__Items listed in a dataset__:
══════════════════════════════
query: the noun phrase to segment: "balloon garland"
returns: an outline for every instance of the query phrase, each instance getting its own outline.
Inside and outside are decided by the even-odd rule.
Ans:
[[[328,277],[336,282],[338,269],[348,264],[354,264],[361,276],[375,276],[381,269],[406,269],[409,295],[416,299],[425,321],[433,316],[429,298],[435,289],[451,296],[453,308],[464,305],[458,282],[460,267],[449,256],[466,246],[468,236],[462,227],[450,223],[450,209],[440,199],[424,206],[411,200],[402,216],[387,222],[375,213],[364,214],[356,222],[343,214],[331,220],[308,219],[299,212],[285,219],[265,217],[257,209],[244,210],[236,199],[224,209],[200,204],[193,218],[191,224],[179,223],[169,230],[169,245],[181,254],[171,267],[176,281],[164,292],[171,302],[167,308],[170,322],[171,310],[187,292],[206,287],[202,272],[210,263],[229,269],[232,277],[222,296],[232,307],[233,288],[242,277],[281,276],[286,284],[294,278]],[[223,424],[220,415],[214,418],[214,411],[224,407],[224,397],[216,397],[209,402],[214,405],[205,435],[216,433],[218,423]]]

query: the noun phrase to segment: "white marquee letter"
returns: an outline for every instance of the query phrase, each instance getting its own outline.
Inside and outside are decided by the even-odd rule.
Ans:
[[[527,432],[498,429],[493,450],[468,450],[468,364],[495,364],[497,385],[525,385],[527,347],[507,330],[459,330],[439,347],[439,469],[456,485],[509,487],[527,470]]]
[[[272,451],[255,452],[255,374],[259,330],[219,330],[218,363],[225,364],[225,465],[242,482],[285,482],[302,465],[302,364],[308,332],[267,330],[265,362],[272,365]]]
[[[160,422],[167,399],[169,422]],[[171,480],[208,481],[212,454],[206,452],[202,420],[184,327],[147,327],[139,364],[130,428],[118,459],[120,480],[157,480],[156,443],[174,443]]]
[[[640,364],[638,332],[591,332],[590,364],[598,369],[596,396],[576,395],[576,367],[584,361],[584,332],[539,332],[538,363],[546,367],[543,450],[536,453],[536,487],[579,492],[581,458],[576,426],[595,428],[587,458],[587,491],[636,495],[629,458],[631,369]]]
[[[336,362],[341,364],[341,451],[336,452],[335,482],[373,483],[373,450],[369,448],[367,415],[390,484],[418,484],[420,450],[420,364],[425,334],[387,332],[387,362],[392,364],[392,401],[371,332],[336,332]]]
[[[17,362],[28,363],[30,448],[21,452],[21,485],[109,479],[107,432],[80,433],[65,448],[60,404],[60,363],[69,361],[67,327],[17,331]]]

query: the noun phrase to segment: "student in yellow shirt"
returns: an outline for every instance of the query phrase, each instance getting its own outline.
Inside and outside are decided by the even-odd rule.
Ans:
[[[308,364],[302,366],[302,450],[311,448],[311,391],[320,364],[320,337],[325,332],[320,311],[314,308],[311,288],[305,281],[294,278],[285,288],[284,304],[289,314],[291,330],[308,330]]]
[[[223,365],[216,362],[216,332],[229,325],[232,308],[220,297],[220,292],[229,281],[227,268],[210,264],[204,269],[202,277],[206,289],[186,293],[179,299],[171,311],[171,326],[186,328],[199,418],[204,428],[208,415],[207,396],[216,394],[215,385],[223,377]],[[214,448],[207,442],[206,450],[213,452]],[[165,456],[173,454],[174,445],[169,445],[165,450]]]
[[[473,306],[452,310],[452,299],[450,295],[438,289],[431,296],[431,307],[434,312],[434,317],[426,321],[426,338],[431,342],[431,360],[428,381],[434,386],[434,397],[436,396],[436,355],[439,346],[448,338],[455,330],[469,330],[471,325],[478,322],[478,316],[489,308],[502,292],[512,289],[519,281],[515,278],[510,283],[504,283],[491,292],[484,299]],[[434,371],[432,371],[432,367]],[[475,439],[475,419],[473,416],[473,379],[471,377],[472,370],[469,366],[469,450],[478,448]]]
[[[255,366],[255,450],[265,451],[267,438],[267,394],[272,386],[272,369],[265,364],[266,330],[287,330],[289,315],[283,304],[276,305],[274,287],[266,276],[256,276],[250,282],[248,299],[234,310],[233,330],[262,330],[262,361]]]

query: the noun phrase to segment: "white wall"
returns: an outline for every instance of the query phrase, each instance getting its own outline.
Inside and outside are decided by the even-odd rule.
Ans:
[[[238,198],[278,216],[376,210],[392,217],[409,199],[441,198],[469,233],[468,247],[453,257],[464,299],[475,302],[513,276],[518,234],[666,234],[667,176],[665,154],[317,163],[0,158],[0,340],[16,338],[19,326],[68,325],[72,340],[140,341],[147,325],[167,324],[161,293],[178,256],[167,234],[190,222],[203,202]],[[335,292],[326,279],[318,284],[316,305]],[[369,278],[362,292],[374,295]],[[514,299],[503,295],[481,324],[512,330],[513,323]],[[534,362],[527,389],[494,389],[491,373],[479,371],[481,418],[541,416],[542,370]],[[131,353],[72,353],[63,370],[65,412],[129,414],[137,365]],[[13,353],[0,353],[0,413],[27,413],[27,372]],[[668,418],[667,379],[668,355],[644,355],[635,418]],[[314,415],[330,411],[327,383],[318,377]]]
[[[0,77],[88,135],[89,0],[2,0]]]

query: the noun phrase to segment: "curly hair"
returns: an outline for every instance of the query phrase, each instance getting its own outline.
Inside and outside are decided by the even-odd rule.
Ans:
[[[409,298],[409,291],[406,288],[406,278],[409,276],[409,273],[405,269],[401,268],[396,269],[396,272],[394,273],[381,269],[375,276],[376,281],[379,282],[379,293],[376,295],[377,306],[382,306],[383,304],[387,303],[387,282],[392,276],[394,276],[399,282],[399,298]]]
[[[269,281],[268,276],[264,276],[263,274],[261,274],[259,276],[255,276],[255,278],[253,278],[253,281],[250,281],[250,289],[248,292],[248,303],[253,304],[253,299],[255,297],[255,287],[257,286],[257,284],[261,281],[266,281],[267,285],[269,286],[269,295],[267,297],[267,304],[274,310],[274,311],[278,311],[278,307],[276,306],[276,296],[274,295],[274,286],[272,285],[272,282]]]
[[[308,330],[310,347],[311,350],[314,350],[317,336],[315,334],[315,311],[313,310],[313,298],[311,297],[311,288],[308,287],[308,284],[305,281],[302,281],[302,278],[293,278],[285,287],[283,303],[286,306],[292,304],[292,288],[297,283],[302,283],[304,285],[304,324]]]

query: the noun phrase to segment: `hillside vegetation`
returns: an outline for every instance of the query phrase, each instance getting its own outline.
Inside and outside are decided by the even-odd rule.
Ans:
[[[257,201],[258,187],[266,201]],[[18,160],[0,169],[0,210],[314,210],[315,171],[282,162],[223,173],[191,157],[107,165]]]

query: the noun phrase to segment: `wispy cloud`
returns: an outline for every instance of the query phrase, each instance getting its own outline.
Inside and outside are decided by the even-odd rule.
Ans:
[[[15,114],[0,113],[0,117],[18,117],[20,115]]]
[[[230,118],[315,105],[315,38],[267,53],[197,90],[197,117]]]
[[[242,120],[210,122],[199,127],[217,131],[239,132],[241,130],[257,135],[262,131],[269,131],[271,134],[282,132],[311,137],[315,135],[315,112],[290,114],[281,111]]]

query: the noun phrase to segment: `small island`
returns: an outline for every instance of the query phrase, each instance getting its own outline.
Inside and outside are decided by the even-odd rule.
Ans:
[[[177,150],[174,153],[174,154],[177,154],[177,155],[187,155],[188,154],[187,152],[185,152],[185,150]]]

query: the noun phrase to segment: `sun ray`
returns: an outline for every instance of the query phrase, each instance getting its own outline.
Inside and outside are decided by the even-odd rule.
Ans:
══════════════════════════════
__TASK PROMPT__: Each entry above is to be set down again in exactly the same words.

__SOLUTION TO THIS PROBLEM__:
query: the noun phrase to segment: "balloon garland"
returns: an outline for every instance of the query phrase, each instance getting its own outline.
Inside and outside are decided by the even-odd rule.
Ans:
[[[328,277],[336,282],[338,269],[348,264],[354,264],[361,276],[375,276],[381,269],[406,269],[409,295],[416,299],[425,321],[433,316],[429,298],[435,289],[451,296],[453,308],[464,305],[458,282],[460,267],[449,256],[466,246],[468,236],[462,227],[450,223],[450,209],[440,199],[424,206],[411,200],[402,216],[387,222],[375,213],[364,214],[356,222],[343,214],[331,220],[308,219],[299,212],[285,219],[265,217],[257,209],[244,210],[236,199],[224,209],[200,204],[193,218],[191,224],[179,223],[169,230],[169,245],[181,254],[171,267],[176,281],[164,292],[171,302],[167,308],[170,322],[171,310],[187,292],[206,287],[202,272],[210,263],[229,269],[232,277],[222,296],[232,307],[233,288],[242,277],[281,276],[286,284],[294,278]],[[223,424],[220,415],[214,418],[214,411],[224,407],[224,397],[216,397],[209,402],[214,405],[205,435],[216,433],[218,423]]]

query: the noun phrase to segment: "white marquee letter"
returns: an outline for every instance of the query phrase, each instance getting its own outline.
Inside and outside are decided by the even-odd rule.
Ans:
[[[527,432],[498,429],[493,450],[468,450],[468,364],[495,364],[497,385],[525,385],[527,347],[507,330],[459,330],[439,347],[439,469],[456,485],[509,487],[527,470]]]
[[[272,451],[255,452],[255,374],[259,330],[219,330],[218,363],[225,364],[225,465],[242,482],[285,482],[302,465],[302,364],[308,332],[267,330],[265,362],[272,365]]]
[[[160,422],[167,399],[169,422]],[[171,480],[208,481],[212,454],[206,452],[202,420],[184,327],[147,327],[139,364],[130,428],[118,459],[120,480],[157,480],[156,443],[174,443]]]
[[[640,364],[638,332],[591,332],[590,364],[598,369],[596,396],[576,395],[576,367],[584,361],[584,332],[539,332],[538,363],[546,367],[543,450],[536,453],[536,487],[579,492],[581,458],[576,426],[595,428],[587,458],[587,491],[636,495],[629,458],[631,369]]]
[[[336,362],[341,364],[341,451],[336,452],[335,482],[373,483],[373,450],[369,448],[367,415],[390,484],[418,484],[420,450],[420,364],[425,334],[387,332],[387,362],[392,364],[392,401],[371,332],[336,332]]]
[[[17,362],[28,363],[30,448],[21,452],[21,485],[109,479],[107,432],[80,433],[65,448],[60,404],[60,363],[69,361],[67,327],[17,331]]]

query: the noun phrase to segment: "student in yellow shirt"
returns: an outline for every instance of the query phrase, each instance getting its own outline.
Inside and outside are decided by the even-odd rule.
Ans:
[[[308,364],[302,366],[302,450],[311,448],[311,391],[320,364],[320,337],[325,332],[320,311],[314,308],[311,288],[305,281],[294,278],[285,288],[284,304],[289,314],[291,330],[308,330]]]
[[[223,365],[216,362],[216,332],[229,325],[232,308],[220,297],[220,292],[229,281],[227,268],[210,264],[204,269],[202,277],[206,289],[186,293],[179,299],[171,311],[171,326],[186,328],[199,418],[204,428],[208,415],[207,396],[216,394],[215,385],[223,377]],[[214,448],[207,442],[206,450],[213,452]],[[165,456],[173,454],[174,445],[169,445],[165,450]]]
[[[473,306],[452,310],[452,299],[450,295],[438,289],[431,296],[431,307],[434,312],[434,317],[426,321],[426,338],[431,342],[431,360],[428,381],[434,386],[434,397],[436,396],[436,355],[439,346],[448,338],[455,330],[469,330],[471,325],[478,322],[478,316],[489,308],[502,292],[512,289],[519,281],[515,278],[510,283],[504,283],[491,292],[484,299]],[[434,371],[432,371],[432,367]],[[475,439],[475,419],[473,416],[473,379],[471,377],[472,370],[469,366],[469,450],[478,448]]]
[[[255,366],[255,450],[265,451],[267,438],[267,394],[272,386],[272,369],[265,364],[266,330],[287,330],[289,315],[283,304],[276,305],[274,287],[266,276],[256,276],[250,282],[248,299],[234,310],[233,330],[262,330],[262,361]]]

query: the noun phrase to segment: "white wall"
returns: an outline for every instance of the query phrase, each instance getting its own outline.
Inside and outside are decided by the even-odd rule.
Ans:
[[[238,198],[278,216],[376,210],[392,217],[409,199],[441,198],[469,233],[468,247],[453,257],[464,299],[475,302],[513,276],[518,234],[666,234],[667,176],[665,154],[317,163],[0,158],[0,340],[16,338],[19,326],[68,325],[72,340],[140,341],[147,325],[167,324],[161,293],[178,256],[167,234],[190,222],[203,202]],[[335,292],[326,279],[318,284],[316,305]],[[369,278],[362,292],[374,295]],[[514,299],[503,295],[481,324],[512,330],[513,323]],[[534,362],[527,389],[494,389],[491,373],[479,371],[481,418],[541,416],[542,370]],[[131,353],[72,353],[63,370],[65,412],[129,414],[137,365]],[[13,353],[0,353],[0,413],[27,413],[27,372]],[[668,418],[667,379],[668,355],[644,355],[635,418]],[[314,415],[330,411],[327,383],[318,377]]]
[[[0,77],[88,135],[89,0],[2,0]]]

query: the noun phrase to segment: "curly hair"
returns: an outline for every instance of the query phrase, each instance getting its own outline.
Inside and outside are decided by the even-odd rule.
Ans:
[[[409,298],[409,291],[406,288],[406,278],[409,276],[409,273],[405,269],[401,268],[396,269],[396,272],[394,273],[381,269],[375,276],[376,281],[379,282],[379,293],[376,295],[377,306],[382,306],[383,304],[387,303],[387,282],[392,276],[394,276],[399,282],[399,298]]]
[[[269,281],[268,276],[264,276],[263,274],[261,274],[259,276],[255,276],[255,278],[253,278],[253,281],[250,281],[250,289],[248,292],[248,303],[253,304],[253,299],[255,297],[255,287],[257,286],[257,284],[261,281],[266,281],[267,285],[269,286],[269,295],[267,297],[267,304],[274,310],[274,311],[278,311],[278,307],[276,306],[276,296],[274,295],[274,286],[272,285],[272,282]]]
[[[308,330],[310,347],[311,350],[314,350],[317,336],[315,334],[315,311],[313,310],[313,298],[311,297],[311,288],[308,287],[308,284],[305,281],[302,281],[302,278],[293,278],[285,287],[283,303],[286,306],[292,304],[292,288],[297,283],[302,283],[304,285],[304,324]]]

query: the noun phrase to segment: `hillside vegetation`
returns: an outline for every instance of the query phrase, each instance getting its own outline.
Inside and outside are decided by the even-odd rule.
Ans:
[[[257,201],[258,187],[266,201]],[[18,160],[0,169],[0,210],[314,210],[315,171],[282,162],[223,173],[191,157],[107,165]]]

query: the noun phrase to segment: `wispy cloud`
returns: an outline for every instance of the query phrase, each instance getting its own outline.
Inside and outside are decided by the even-odd rule.
Ans:
[[[15,114],[0,113],[0,117],[18,117],[20,115]]]
[[[230,118],[315,105],[315,38],[267,53],[197,90],[197,117]]]
[[[242,120],[210,122],[199,127],[217,131],[239,132],[241,130],[257,135],[262,131],[269,131],[271,134],[282,132],[311,137],[315,135],[315,112],[290,114],[281,111]]]

query: the noun phrase to segment: `small island`
returns: an outline for every instance of the query phrase, each instance getting its own outline.
Inside and outside are decided by the even-odd rule.
Ans:
[[[177,150],[174,153],[174,154],[177,154],[177,155],[187,155],[188,154],[187,152],[185,152],[185,150]]]

query: the noun phrase to segment: `sun ray`
returns: an outline for every instance of the query phrase, each instance getting its own outline.
Inside and outside are decided by the even-odd rule.
Ans:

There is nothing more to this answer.